— START OF DATA SUPPLIED —

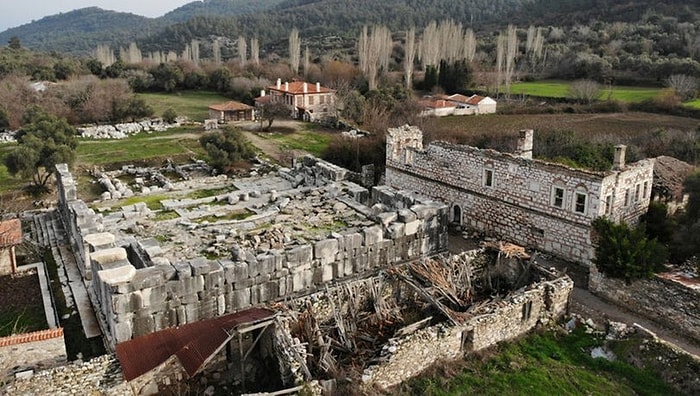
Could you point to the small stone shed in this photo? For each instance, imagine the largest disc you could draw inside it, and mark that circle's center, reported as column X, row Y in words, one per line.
column 10, row 236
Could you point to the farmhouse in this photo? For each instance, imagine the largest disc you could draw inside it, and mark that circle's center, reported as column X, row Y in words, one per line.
column 306, row 101
column 231, row 111
column 535, row 203
column 457, row 104
column 10, row 236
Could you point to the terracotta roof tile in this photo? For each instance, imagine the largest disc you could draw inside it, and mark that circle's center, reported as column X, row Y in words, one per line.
column 193, row 343
column 10, row 233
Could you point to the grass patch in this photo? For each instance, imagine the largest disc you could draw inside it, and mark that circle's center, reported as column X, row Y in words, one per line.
column 235, row 215
column 151, row 201
column 176, row 142
column 541, row 364
column 309, row 140
column 191, row 104
column 560, row 89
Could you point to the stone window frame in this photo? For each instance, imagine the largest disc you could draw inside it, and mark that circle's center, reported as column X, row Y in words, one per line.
column 558, row 186
column 578, row 193
column 488, row 177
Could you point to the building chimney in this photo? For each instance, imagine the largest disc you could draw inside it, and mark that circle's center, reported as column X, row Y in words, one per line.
column 524, row 148
column 619, row 159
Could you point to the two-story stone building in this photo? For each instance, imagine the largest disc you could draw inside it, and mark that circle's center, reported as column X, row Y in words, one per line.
column 307, row 101
column 535, row 203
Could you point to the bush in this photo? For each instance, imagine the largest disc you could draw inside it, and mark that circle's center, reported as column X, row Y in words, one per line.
column 626, row 253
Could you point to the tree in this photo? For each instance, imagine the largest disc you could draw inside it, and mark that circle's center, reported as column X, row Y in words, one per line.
column 227, row 147
column 685, row 86
column 624, row 252
column 584, row 90
column 169, row 115
column 43, row 142
column 269, row 110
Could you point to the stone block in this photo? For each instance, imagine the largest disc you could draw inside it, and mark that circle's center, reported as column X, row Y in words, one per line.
column 99, row 241
column 353, row 241
column 126, row 303
column 326, row 250
column 183, row 269
column 412, row 227
column 147, row 278
column 302, row 280
column 110, row 255
column 117, row 275
column 397, row 230
column 154, row 296
column 214, row 279
column 299, row 255
column 200, row 266
column 373, row 234
column 406, row 216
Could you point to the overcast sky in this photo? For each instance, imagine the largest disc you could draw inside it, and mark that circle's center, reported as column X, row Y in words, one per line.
column 14, row 13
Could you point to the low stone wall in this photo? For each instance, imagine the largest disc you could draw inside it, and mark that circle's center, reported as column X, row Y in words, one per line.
column 665, row 301
column 499, row 321
column 30, row 351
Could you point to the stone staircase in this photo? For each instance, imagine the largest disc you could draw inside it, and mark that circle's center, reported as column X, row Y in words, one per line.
column 48, row 233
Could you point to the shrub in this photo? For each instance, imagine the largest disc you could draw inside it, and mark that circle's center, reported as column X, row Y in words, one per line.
column 624, row 252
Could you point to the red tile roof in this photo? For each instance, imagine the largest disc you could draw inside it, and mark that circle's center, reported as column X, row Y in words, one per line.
column 10, row 233
column 193, row 343
column 475, row 99
column 231, row 106
column 297, row 88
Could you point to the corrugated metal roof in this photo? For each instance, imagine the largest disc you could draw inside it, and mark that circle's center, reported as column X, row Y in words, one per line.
column 10, row 233
column 192, row 343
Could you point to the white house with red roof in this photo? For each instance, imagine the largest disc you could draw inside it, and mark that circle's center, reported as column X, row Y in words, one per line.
column 457, row 104
column 307, row 101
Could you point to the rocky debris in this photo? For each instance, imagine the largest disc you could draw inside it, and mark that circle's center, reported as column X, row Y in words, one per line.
column 121, row 131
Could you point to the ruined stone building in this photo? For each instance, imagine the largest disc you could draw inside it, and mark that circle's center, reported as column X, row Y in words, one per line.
column 540, row 204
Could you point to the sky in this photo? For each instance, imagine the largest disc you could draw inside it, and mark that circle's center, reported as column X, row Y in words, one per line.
column 15, row 13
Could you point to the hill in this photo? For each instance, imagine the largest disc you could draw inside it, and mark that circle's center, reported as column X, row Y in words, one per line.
column 78, row 32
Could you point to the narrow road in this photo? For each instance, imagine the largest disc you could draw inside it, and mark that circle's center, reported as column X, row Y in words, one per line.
column 588, row 305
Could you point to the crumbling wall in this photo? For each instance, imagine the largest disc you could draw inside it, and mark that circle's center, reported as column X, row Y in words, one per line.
column 134, row 299
column 29, row 351
column 665, row 301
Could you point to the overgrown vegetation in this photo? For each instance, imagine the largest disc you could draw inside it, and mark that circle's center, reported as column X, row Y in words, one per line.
column 227, row 148
column 540, row 364
column 626, row 252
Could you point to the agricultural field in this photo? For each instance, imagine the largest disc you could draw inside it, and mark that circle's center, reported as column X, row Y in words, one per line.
column 560, row 89
column 191, row 104
column 617, row 124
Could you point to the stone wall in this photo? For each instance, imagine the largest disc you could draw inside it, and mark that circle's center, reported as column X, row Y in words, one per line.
column 495, row 322
column 666, row 301
column 29, row 351
column 512, row 197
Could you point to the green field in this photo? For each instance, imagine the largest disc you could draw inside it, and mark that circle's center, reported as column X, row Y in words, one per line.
column 191, row 104
column 540, row 364
column 560, row 89
column 178, row 142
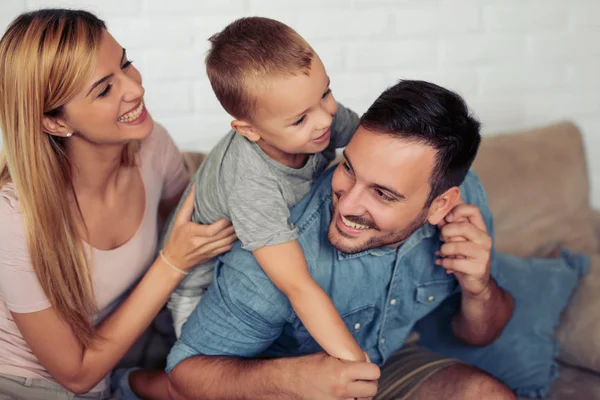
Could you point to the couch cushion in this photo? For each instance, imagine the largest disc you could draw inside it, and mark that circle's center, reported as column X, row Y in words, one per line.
column 523, row 355
column 537, row 185
column 579, row 331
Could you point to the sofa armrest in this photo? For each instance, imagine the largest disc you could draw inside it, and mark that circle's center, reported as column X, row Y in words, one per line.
column 596, row 218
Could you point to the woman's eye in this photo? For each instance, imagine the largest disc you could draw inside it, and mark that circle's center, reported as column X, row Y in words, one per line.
column 105, row 91
column 301, row 120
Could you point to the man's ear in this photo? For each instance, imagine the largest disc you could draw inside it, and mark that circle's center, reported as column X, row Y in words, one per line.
column 56, row 127
column 442, row 205
column 245, row 129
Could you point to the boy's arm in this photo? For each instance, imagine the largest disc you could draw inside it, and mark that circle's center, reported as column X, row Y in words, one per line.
column 483, row 313
column 343, row 126
column 286, row 266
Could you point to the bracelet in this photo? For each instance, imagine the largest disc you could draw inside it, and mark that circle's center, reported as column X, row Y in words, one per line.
column 171, row 265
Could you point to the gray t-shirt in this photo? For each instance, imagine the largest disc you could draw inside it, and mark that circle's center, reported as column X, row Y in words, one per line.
column 239, row 182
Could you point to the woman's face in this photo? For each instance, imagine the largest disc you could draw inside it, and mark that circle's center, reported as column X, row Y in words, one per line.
column 110, row 109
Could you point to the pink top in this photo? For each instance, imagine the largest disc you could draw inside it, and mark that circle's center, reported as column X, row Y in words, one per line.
column 115, row 271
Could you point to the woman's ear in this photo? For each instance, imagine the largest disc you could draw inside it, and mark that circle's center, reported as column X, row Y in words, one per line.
column 56, row 127
column 245, row 129
column 443, row 204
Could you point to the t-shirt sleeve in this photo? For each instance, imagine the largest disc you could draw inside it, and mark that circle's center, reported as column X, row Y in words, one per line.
column 19, row 285
column 241, row 315
column 170, row 162
column 343, row 127
column 260, row 214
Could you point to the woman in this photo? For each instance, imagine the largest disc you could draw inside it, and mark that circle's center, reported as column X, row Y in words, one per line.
column 83, row 174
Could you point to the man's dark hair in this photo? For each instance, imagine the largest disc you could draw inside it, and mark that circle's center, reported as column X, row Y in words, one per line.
column 427, row 113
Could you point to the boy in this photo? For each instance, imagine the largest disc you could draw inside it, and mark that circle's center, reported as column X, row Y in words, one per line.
column 286, row 128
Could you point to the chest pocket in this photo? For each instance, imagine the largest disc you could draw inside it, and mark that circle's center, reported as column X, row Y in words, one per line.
column 429, row 295
column 359, row 322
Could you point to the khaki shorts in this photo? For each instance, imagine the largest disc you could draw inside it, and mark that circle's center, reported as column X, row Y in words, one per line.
column 19, row 388
column 406, row 369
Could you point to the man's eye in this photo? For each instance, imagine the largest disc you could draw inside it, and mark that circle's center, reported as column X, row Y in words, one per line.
column 381, row 194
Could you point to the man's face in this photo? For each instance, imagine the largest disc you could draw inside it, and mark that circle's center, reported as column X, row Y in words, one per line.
column 379, row 191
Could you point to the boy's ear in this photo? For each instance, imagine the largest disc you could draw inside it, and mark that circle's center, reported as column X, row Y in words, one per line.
column 245, row 129
column 443, row 204
column 55, row 127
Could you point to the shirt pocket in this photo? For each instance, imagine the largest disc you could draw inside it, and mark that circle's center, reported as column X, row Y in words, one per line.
column 359, row 322
column 429, row 295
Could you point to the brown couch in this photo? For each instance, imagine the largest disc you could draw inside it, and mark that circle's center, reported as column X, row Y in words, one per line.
column 538, row 187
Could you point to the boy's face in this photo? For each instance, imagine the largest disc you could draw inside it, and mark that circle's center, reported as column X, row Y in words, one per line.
column 294, row 113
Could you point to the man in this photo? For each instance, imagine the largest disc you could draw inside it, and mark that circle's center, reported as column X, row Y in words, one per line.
column 372, row 232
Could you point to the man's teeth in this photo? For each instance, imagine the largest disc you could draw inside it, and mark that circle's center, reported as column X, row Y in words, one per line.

— END OF DATA SUPPLIED —

Edit the listing from the line with "Could you point to the brown" through the line with "column 538, row 187", swapping "brown couch" for "gray sofa" and keeping everything else the same. Return only those lines.

ANSWER TO THE TASK:
Could you point to the gray sofa in this photo? For each instance, imagine the largest disc you could draw inside it, and mark that circle's center, reported as column X, row Y in words, one per line.
column 538, row 187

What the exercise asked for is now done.